Excerpts from a dataset:
---*---
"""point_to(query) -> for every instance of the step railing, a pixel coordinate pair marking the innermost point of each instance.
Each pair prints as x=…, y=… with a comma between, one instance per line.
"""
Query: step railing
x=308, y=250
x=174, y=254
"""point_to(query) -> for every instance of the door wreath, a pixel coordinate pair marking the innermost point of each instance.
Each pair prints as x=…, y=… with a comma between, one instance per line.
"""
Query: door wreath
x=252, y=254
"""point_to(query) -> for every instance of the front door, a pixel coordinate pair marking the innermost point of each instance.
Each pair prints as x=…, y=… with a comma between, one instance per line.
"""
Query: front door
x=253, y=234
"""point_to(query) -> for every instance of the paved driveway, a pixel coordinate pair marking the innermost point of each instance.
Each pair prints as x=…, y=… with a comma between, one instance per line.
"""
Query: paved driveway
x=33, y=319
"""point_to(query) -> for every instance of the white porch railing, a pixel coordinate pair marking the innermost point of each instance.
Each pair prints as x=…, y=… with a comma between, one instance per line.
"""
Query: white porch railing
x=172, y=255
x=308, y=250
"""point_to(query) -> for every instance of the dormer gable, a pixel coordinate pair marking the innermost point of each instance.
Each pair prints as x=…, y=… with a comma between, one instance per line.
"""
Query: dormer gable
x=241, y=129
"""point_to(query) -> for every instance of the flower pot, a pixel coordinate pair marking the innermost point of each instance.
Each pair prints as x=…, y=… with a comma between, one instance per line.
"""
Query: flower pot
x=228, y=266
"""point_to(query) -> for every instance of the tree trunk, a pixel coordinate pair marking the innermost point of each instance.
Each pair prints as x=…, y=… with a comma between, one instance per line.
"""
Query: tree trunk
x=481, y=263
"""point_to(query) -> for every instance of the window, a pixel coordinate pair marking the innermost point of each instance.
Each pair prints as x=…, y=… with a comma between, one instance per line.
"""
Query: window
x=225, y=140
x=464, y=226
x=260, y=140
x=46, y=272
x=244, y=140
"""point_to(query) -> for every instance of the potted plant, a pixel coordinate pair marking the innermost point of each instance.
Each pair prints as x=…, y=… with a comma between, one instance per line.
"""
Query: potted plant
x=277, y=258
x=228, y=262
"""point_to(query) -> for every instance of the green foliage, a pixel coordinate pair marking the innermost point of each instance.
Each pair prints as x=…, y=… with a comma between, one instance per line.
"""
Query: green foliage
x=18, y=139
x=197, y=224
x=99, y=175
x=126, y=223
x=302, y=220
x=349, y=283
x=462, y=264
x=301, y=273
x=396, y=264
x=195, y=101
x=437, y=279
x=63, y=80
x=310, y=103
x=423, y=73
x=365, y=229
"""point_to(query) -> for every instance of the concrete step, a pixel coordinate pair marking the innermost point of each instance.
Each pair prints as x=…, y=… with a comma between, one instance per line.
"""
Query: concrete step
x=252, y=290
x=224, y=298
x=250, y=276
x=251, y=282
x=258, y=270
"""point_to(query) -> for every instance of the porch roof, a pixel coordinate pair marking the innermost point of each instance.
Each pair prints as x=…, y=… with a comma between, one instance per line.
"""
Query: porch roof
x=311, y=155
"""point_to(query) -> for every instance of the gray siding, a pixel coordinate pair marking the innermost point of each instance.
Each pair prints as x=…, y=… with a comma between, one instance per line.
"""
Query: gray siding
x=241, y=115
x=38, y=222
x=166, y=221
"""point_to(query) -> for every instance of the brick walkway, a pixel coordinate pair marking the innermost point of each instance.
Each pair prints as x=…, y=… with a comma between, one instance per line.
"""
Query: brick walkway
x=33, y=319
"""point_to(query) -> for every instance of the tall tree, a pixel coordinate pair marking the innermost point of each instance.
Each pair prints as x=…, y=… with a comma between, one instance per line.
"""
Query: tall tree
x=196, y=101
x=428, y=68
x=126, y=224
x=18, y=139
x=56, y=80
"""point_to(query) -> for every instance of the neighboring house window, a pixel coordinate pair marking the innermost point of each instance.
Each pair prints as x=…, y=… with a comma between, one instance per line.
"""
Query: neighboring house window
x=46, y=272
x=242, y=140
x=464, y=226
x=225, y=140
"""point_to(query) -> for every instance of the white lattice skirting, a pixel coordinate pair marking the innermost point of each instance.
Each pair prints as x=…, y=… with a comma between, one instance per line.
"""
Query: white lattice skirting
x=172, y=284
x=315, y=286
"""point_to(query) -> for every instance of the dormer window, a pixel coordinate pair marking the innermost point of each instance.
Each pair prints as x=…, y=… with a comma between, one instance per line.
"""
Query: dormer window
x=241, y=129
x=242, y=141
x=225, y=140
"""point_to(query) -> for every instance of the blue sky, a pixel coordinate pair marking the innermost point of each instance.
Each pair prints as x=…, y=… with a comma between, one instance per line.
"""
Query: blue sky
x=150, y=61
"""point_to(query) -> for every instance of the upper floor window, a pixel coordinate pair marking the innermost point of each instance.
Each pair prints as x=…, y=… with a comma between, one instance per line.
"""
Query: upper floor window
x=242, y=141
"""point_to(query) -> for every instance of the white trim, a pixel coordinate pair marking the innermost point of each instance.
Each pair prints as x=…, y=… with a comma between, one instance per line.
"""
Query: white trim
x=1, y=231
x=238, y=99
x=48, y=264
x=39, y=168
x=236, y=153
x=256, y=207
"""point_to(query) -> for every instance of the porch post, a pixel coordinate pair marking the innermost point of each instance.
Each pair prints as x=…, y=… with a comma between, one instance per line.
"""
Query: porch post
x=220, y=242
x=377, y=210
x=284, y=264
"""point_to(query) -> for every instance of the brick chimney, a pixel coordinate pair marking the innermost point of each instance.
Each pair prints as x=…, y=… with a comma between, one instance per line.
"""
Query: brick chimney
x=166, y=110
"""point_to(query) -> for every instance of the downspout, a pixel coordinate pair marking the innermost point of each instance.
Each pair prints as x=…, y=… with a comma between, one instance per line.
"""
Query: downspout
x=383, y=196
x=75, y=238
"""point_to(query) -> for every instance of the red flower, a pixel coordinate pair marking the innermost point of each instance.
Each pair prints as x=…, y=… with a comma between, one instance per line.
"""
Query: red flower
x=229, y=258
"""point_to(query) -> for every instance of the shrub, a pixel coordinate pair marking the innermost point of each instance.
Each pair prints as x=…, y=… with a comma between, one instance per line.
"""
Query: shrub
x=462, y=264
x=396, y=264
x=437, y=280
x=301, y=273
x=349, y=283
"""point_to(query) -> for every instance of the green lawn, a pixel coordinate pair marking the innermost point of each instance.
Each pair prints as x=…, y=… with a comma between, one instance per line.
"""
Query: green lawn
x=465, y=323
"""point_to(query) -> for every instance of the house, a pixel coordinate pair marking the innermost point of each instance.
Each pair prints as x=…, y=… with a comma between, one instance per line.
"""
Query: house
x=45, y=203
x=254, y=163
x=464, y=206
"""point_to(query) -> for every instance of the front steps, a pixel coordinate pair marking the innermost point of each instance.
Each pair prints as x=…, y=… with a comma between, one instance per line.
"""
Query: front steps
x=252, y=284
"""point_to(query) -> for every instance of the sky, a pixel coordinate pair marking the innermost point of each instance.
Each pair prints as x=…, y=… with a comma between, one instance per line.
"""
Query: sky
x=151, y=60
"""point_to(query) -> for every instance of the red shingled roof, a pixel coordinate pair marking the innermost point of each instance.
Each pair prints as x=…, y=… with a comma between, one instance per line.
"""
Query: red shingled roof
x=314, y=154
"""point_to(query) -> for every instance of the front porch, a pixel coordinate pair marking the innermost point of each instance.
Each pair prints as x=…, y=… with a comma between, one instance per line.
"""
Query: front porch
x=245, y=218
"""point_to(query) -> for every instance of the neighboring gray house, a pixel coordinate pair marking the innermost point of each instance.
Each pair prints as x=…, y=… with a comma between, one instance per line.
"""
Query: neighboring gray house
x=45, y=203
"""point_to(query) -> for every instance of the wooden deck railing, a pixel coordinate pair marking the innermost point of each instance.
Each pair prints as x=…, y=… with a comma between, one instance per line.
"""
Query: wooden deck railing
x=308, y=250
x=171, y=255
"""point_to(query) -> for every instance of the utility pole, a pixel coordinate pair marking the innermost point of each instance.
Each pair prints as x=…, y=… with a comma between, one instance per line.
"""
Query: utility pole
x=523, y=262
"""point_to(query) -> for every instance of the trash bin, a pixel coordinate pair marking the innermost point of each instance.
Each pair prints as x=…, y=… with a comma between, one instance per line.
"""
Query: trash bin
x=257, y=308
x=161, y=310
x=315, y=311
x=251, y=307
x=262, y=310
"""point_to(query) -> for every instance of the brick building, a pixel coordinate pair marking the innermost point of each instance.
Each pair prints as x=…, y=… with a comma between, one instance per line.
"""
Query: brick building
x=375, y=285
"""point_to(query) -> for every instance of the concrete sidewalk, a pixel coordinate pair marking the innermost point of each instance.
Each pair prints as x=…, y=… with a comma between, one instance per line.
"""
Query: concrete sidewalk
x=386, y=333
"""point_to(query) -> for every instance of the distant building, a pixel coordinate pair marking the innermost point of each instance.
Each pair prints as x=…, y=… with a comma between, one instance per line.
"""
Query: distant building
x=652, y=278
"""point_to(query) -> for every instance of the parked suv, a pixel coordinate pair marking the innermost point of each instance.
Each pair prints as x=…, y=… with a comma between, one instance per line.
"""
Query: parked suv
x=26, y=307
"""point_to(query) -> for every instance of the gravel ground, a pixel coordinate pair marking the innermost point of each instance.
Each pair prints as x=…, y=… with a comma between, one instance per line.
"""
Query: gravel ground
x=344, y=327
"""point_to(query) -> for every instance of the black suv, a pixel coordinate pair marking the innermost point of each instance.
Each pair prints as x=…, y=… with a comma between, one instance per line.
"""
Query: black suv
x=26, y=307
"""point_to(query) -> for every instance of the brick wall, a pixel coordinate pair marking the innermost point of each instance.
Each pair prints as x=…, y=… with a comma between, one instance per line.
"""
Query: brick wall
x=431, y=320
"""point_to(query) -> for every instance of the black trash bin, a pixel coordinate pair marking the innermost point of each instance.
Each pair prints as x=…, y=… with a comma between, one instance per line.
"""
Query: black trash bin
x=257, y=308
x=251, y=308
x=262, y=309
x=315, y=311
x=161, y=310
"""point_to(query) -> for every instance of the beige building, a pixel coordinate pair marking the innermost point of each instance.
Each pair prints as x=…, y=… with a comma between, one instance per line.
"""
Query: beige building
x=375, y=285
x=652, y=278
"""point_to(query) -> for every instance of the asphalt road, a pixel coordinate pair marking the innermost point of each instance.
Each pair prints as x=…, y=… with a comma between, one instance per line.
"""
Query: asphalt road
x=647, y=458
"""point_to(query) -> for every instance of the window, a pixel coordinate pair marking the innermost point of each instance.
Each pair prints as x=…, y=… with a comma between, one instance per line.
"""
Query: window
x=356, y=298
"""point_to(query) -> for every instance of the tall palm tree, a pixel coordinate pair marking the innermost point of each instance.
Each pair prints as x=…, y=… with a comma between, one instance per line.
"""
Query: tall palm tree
---*---
● **Task instructions**
Check every line above for the string "palm" and copy those that have it.

● **Solution for this problem**
"""point_to(query) -> for every instance of the tall palm tree, a pixel coordinate pair marking the innermost point of each instance.
Query: tall palm tree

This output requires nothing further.